[Dataset entries]
/---

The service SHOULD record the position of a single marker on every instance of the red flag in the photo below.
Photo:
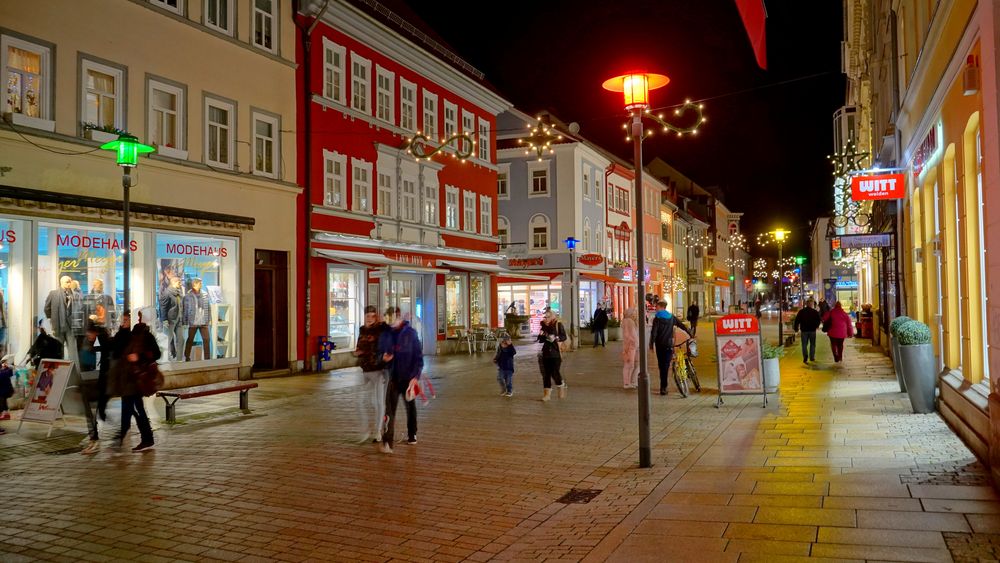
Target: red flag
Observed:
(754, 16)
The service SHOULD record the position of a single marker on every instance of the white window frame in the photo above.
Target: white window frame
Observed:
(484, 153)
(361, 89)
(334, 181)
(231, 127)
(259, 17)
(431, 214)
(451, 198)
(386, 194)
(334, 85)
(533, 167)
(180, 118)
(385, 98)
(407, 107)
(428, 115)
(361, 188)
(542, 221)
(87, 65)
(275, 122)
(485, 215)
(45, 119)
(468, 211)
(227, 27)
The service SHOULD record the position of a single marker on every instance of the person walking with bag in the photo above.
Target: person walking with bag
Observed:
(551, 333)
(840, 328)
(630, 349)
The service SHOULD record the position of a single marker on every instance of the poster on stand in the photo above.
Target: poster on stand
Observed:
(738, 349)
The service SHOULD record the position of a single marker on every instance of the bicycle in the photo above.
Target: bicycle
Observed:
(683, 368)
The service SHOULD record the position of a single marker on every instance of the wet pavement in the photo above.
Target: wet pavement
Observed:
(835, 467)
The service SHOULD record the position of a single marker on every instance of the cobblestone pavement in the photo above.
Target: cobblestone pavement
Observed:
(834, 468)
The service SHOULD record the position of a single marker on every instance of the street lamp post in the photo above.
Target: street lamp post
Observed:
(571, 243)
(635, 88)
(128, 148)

\---
/---

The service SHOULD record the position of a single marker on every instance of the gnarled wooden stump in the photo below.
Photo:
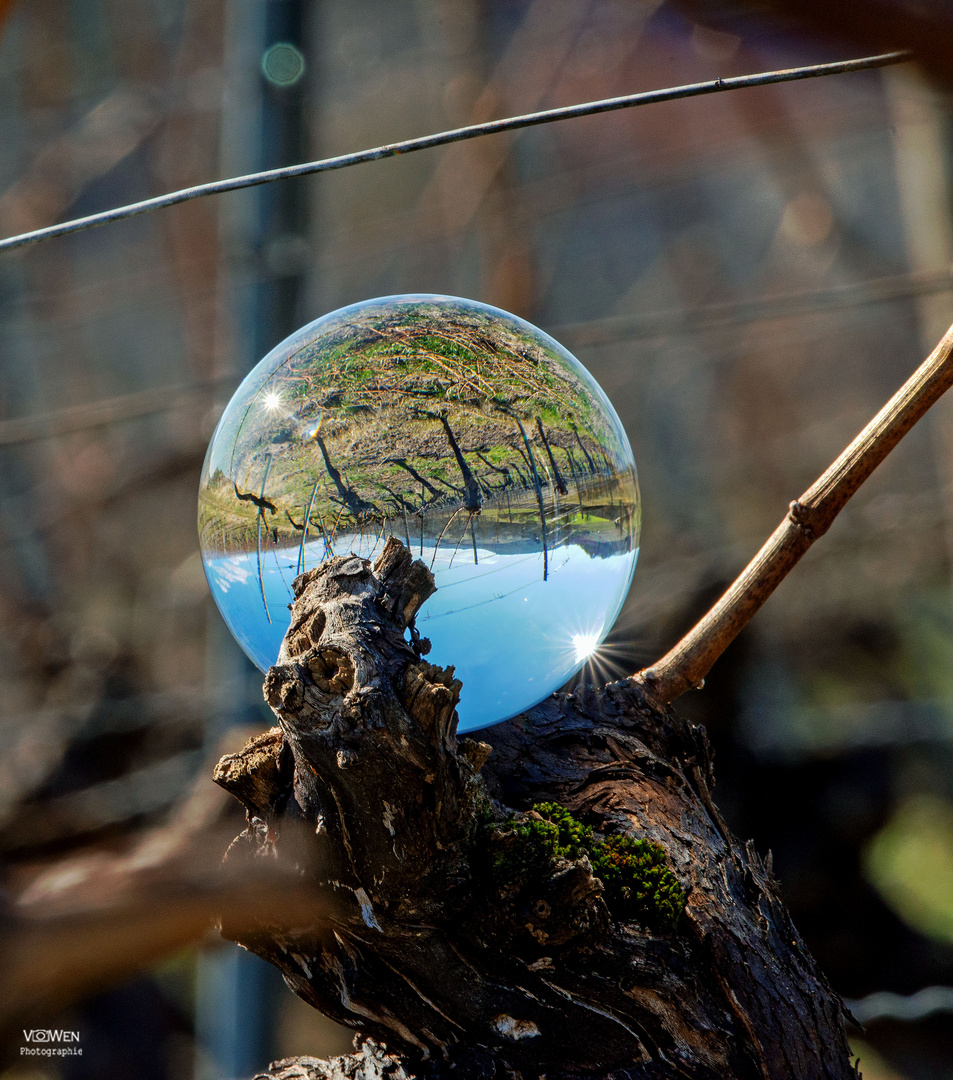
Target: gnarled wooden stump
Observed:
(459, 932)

\---
/---

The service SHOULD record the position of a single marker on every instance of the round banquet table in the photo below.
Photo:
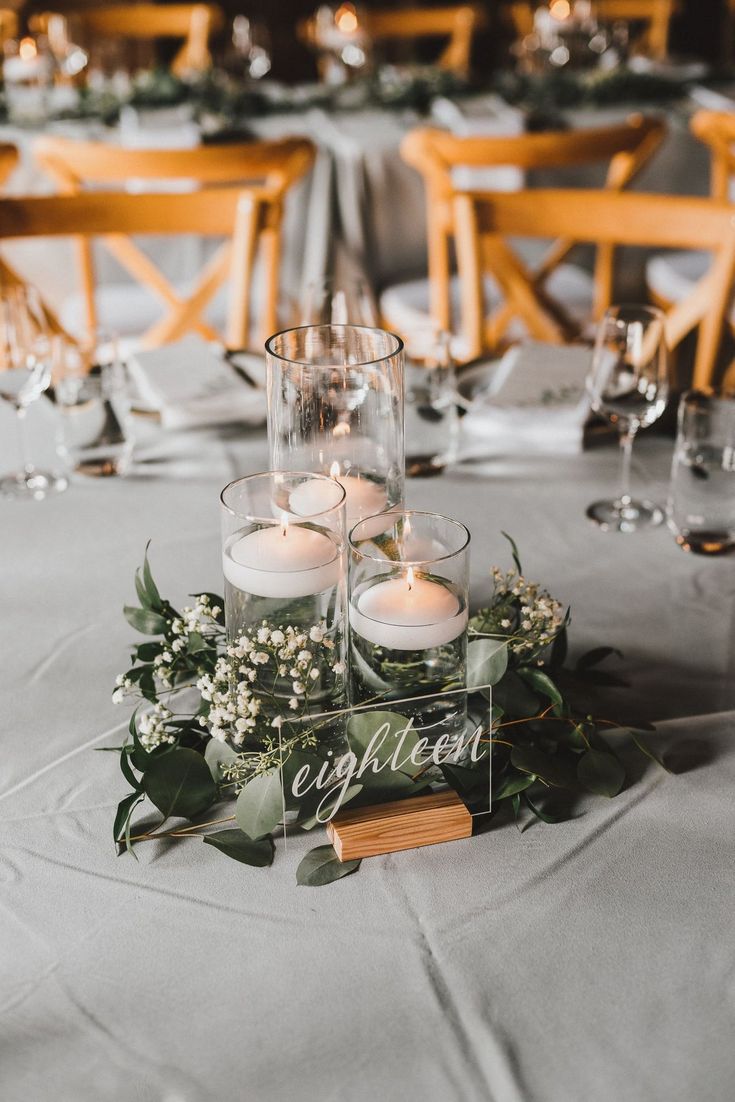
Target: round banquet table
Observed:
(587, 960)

\---

> _Exercise brief_
Which lines above hold the string "with"? Please copy all of them.

> _Solution to this task_
The service SHOULD record the position of a single marker on every instance of the person walking with bag in the photo above.
Target: person walking with bag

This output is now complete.